INPUT MATERIAL:
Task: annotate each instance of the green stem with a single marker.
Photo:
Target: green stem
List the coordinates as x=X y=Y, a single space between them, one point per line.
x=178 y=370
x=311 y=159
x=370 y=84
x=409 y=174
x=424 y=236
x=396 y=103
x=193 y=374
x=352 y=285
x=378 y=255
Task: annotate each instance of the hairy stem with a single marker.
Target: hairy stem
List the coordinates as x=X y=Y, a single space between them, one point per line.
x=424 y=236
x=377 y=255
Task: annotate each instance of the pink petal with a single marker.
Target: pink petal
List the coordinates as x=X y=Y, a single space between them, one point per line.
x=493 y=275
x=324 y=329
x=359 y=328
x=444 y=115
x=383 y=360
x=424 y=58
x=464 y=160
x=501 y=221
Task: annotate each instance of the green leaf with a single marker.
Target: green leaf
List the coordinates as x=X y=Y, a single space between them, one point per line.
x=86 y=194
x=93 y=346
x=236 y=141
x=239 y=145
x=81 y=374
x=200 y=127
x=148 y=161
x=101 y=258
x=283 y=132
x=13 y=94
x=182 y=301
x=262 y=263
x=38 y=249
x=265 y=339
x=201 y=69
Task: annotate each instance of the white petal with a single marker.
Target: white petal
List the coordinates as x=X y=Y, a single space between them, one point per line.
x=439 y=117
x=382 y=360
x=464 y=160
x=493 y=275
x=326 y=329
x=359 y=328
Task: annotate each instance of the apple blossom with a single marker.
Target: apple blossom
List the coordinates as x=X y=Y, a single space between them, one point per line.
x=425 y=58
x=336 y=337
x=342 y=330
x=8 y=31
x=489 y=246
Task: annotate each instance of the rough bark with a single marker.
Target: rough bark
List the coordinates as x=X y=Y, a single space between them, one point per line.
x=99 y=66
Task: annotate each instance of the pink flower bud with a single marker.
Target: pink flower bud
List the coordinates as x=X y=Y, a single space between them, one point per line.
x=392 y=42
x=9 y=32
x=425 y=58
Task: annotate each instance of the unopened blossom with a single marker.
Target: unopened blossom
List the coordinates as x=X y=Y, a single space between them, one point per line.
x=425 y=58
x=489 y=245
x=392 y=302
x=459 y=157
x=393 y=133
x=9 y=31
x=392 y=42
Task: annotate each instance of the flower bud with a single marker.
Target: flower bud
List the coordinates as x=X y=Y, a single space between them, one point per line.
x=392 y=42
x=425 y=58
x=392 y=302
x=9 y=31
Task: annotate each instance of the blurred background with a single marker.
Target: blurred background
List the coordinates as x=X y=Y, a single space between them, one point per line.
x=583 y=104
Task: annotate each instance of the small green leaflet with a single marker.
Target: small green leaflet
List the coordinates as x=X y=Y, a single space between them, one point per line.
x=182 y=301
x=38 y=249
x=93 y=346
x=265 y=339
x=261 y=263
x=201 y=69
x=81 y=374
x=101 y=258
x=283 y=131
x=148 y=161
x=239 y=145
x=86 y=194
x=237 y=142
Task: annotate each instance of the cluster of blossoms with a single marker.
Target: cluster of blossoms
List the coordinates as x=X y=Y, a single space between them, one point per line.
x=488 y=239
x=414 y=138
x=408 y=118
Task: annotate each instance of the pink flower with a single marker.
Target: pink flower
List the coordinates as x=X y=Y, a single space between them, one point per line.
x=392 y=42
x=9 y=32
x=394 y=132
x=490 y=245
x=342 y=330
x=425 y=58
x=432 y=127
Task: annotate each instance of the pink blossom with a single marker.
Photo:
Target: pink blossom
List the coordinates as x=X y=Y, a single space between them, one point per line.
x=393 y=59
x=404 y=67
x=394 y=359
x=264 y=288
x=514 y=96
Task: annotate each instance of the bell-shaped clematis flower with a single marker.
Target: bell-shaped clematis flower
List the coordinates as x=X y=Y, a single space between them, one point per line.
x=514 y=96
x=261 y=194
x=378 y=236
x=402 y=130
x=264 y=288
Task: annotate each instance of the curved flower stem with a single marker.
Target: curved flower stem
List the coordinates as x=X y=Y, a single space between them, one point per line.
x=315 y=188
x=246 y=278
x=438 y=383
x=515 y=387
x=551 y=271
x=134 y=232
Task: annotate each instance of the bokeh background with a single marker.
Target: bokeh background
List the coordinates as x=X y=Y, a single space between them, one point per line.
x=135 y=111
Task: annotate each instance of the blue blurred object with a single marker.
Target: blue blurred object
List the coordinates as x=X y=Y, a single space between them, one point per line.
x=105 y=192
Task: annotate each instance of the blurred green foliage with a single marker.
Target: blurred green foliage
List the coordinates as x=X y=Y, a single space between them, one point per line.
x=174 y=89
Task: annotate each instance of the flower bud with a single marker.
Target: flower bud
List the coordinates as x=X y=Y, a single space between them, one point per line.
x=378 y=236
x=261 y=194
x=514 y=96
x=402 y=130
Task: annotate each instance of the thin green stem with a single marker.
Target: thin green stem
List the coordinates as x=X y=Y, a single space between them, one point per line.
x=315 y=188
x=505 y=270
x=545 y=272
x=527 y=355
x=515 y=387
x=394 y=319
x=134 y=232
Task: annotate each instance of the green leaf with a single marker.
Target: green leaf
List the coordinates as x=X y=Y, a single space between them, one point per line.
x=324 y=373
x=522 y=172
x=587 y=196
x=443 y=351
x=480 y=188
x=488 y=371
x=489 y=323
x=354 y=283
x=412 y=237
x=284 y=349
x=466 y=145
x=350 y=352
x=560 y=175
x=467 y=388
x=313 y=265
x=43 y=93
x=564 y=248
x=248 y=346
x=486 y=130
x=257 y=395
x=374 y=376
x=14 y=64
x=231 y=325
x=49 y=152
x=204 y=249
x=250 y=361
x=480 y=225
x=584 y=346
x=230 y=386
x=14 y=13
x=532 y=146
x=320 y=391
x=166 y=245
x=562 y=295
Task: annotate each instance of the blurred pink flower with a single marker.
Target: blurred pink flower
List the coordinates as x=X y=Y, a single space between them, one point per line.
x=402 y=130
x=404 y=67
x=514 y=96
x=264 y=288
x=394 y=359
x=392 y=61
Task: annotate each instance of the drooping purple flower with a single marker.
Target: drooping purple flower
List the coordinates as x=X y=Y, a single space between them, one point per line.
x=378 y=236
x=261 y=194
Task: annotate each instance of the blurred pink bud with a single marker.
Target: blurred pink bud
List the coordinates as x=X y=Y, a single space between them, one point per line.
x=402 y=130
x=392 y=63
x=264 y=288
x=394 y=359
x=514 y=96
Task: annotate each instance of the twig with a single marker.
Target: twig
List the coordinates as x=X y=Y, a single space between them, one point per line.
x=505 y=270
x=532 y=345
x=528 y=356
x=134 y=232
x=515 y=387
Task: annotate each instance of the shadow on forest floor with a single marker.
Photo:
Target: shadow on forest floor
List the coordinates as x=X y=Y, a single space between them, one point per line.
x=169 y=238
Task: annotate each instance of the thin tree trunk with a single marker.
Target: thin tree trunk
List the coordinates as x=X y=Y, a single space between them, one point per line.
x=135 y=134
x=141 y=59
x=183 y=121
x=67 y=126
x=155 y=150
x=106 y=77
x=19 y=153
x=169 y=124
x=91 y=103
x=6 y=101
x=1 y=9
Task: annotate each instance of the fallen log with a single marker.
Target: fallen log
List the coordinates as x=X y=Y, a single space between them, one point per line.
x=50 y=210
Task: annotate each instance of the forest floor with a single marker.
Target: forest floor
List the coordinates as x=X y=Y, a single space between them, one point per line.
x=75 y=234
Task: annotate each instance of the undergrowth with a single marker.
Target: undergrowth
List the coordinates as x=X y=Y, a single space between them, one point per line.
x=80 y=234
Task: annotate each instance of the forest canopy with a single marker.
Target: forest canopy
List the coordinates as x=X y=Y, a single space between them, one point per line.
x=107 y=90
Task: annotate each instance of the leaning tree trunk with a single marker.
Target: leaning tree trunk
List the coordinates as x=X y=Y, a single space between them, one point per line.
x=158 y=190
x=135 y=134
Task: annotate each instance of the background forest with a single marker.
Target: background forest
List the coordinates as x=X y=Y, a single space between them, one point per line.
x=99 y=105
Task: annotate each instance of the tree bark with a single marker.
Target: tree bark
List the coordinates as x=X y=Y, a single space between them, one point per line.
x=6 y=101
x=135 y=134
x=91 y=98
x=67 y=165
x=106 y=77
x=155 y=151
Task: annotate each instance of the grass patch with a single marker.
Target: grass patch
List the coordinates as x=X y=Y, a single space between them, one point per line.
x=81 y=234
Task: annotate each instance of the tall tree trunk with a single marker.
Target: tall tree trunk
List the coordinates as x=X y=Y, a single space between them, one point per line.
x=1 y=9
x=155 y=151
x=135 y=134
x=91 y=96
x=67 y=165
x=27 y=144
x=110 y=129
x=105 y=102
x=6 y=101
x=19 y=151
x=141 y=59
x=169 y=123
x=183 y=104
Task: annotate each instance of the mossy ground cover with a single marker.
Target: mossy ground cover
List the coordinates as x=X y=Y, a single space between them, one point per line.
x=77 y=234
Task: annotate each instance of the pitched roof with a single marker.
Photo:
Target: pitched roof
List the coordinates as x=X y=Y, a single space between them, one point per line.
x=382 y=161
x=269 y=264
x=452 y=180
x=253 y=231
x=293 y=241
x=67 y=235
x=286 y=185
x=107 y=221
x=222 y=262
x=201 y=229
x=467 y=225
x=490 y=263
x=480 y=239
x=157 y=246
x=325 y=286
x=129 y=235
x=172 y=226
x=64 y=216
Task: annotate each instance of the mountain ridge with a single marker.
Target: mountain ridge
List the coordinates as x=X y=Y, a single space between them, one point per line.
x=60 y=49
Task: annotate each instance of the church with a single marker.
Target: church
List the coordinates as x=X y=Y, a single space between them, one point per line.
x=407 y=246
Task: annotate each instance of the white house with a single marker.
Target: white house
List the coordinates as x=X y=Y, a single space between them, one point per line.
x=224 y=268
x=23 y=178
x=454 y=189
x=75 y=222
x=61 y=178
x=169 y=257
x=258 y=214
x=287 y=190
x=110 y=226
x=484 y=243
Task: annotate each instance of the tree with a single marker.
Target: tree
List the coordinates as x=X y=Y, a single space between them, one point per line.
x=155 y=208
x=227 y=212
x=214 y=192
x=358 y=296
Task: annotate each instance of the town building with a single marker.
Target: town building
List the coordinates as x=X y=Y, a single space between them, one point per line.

EXERCISE INSTRUCTIONS: Copy the data verbatim from the line with "Task: annotate each instance of the cluster" to the line with "x=135 y=111", including both of those lines.

WRITTEN ANSWER:
Task: annotate each instance of the cluster of blossoms with a single marker.
Target: cluster of blossoms
List the coordinates as x=X y=Y, a single space between them, one point per line.
x=488 y=239
x=414 y=138
x=408 y=118
Task: annotate each instance of the pink flower with a single marker.
Target: pink flower
List the coordinates as x=X y=Y, a single space between them, one point per line.
x=392 y=42
x=9 y=32
x=394 y=132
x=490 y=245
x=342 y=330
x=425 y=58
x=432 y=127
Task: annotate each instance of the pink blossom with a single marker.
Photo:
Target: pink blossom
List the coordinates as x=X y=Y, a single space between them, one point per line.
x=393 y=59
x=404 y=67
x=394 y=359
x=264 y=288
x=514 y=96
Task: annotate each instance of the bell-shaped clematis flower with a single marker.
Target: bell-shaped clematis flower
List the coordinates as x=X y=Y, a single space between them, one point per line.
x=514 y=96
x=261 y=194
x=378 y=236
x=402 y=130
x=264 y=288
Task: annotate each instance of the curved flower stem with a single marker.
Target: curved flower stem
List the coordinates as x=X y=Y, a single space between them, one point per line.
x=315 y=188
x=246 y=278
x=438 y=383
x=515 y=387
x=551 y=271
x=134 y=232
Task: annotate each instance of the bokeh background with a single marker.
Target: bokeh background
List the coordinates as x=X y=Y, a single space between them, one point per line.
x=135 y=111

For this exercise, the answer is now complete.